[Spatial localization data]
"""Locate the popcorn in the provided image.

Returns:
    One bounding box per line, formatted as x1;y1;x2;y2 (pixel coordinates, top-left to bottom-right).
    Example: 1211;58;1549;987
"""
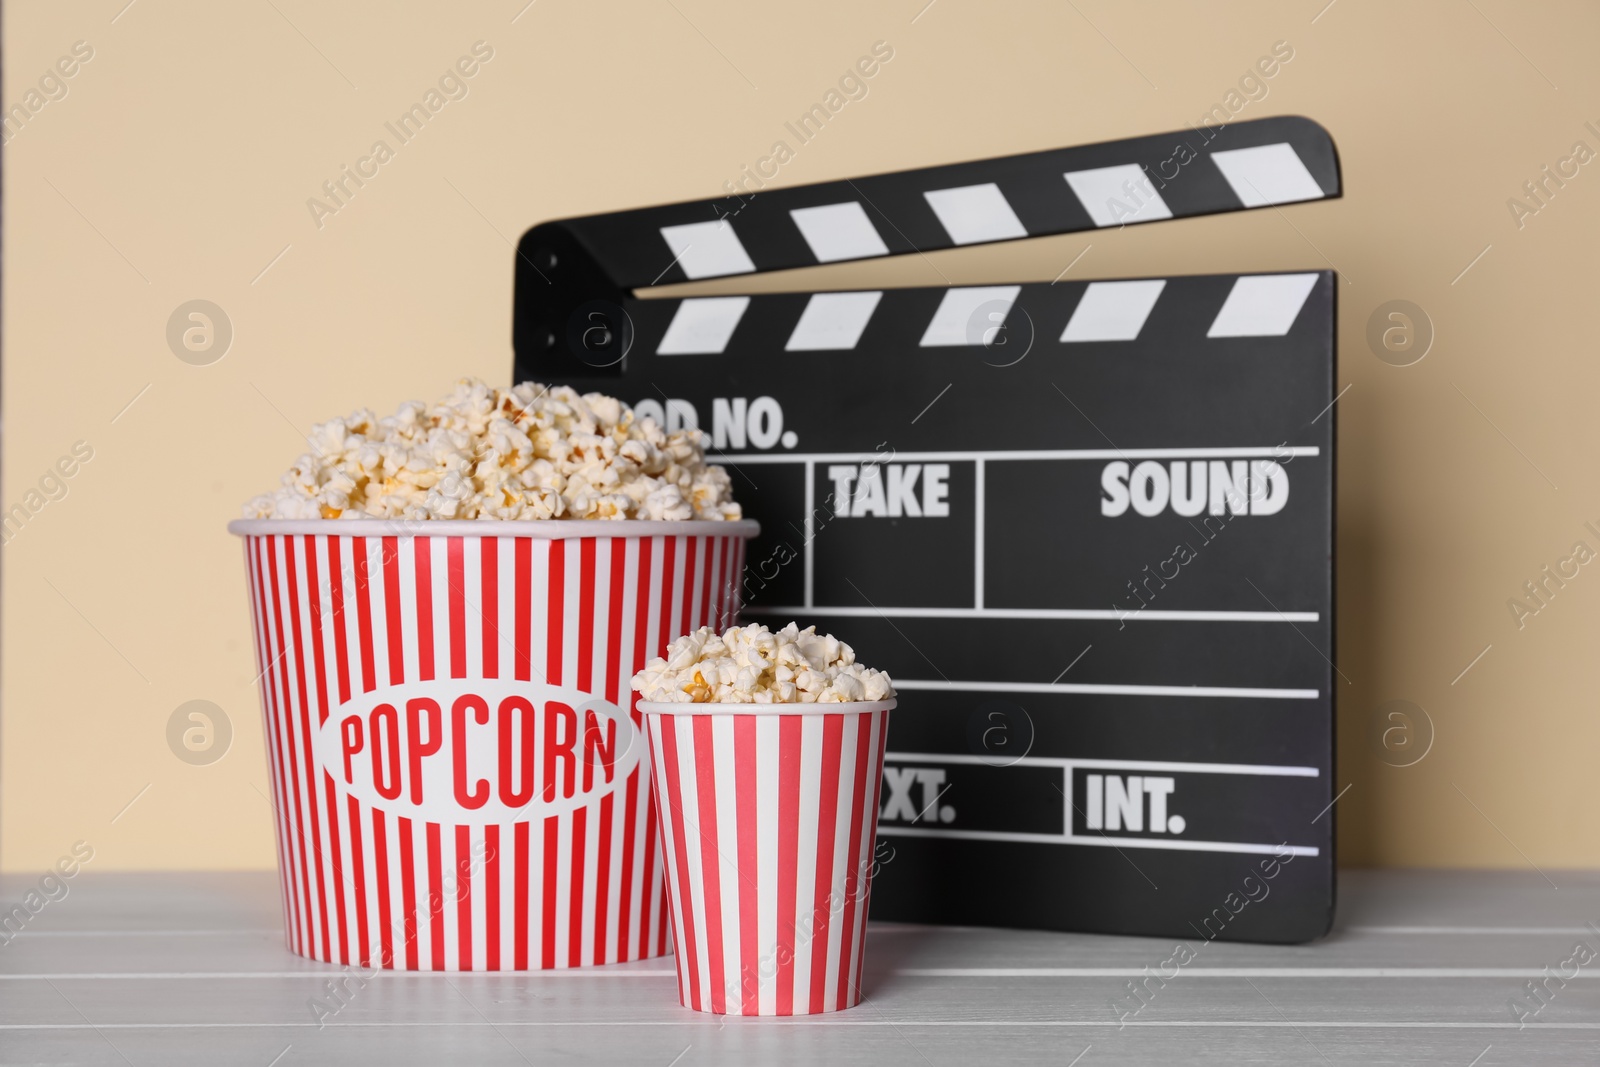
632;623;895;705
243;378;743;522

...

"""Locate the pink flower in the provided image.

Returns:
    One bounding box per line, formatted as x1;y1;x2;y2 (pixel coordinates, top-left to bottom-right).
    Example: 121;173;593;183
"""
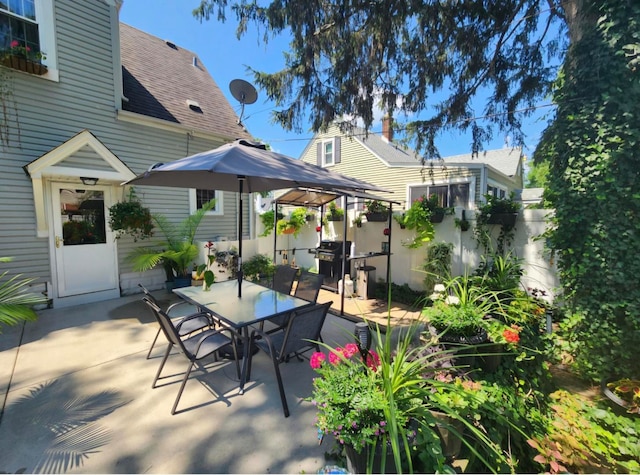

## DIRECTIONS:
Work out how many lines in the records above contain the word "Locate", and give only that number.

## ANSWER TO THIS TASK:
2